Stored records:
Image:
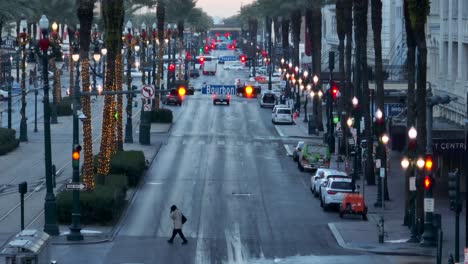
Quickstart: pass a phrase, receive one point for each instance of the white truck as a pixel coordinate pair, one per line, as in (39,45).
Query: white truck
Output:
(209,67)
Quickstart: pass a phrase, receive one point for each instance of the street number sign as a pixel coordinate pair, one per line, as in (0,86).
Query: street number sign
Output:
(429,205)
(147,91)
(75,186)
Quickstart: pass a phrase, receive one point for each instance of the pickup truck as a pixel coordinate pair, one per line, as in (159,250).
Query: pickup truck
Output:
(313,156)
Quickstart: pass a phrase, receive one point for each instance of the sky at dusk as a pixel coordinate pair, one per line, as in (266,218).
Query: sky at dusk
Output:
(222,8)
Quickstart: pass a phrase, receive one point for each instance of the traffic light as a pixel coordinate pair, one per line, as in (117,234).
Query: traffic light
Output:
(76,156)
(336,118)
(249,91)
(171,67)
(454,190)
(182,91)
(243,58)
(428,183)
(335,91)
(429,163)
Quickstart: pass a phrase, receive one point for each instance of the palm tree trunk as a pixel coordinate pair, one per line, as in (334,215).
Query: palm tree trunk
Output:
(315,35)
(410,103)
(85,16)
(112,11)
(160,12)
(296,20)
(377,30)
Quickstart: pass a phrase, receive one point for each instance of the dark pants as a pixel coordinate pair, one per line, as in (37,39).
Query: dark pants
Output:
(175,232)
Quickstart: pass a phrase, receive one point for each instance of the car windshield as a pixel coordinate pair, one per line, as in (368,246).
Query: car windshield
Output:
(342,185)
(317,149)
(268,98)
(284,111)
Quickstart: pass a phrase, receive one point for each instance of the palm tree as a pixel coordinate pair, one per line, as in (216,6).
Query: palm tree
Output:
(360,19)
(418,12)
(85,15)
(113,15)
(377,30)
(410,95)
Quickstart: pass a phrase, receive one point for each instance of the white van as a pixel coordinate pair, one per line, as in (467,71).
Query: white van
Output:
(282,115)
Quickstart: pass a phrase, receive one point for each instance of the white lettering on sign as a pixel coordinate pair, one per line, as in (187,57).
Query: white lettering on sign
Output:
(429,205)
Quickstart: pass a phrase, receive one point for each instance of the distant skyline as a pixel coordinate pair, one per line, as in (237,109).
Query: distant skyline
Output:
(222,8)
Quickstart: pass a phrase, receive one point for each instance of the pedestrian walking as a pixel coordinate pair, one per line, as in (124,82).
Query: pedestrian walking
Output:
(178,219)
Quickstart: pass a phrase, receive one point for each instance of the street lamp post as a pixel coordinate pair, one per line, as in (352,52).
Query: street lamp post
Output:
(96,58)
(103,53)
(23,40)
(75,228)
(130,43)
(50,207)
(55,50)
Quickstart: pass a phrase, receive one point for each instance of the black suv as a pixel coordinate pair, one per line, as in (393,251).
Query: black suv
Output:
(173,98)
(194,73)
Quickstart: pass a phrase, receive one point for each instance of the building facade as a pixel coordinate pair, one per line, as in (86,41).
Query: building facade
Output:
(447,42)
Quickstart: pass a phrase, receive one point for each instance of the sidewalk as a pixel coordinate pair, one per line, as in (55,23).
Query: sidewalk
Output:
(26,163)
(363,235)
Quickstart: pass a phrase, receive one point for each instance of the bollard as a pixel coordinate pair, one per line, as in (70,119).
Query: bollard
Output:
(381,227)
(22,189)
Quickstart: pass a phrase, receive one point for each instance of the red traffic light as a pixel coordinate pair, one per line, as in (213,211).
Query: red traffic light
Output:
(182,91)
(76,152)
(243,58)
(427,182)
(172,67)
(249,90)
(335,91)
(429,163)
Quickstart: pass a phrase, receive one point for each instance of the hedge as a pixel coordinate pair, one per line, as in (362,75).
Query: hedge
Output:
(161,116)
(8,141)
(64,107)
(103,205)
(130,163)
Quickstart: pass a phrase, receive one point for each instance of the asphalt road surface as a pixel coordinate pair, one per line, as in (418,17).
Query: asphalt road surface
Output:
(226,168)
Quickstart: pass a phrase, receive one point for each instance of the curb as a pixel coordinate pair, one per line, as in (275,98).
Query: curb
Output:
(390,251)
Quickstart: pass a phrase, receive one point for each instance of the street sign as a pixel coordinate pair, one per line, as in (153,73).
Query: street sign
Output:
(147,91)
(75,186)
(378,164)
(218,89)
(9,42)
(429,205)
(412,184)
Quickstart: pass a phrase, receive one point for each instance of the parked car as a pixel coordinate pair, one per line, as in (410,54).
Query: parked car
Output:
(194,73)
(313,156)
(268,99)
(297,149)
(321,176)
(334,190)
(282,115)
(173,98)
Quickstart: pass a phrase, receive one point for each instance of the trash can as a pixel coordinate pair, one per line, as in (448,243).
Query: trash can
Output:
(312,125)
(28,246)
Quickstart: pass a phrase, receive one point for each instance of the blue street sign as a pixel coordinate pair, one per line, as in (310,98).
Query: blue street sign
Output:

▶ [PROBLEM]:
Lay out everything from the line containing "as in (153,73)." down to the last of the rows as a JSON list of strings, one string per line, with blank lines left out.

▶ [OUTPUT FOR THIS TASK]:
[
  "Quickstart: pass a phrase, receive one point for each instance of the street sign as a pixel coordinate pair, one per line, as in (153,73).",
  "Query: street sign",
  "Output:",
  "(147,91)",
  "(75,186)",
  "(378,164)",
  "(218,89)",
  "(9,42)",
  "(429,205)",
  "(412,184)",
  "Quickstart: pass a phrase, receive one point for each instance of the parked car as a pixel coordinate pair, one per line, as in (410,54).",
  "Query: parked car",
  "Output:",
  "(194,73)",
  "(313,156)",
  "(268,99)",
  "(297,149)",
  "(321,176)",
  "(334,190)",
  "(282,115)",
  "(173,98)",
  "Quickstart: pass a phrase, receive one point for each instance of the trash can as a pixel coordinate pair, one per line, as in (448,243).",
  "Query: trash can",
  "Output:",
  "(312,125)",
  "(28,246)",
  "Quickstart: pass a phrase, receive one point for each instance of the blue street sign as a pixel coordinate pair, one per line, as in (310,98).",
  "Query: blue street sign",
  "Output:"
]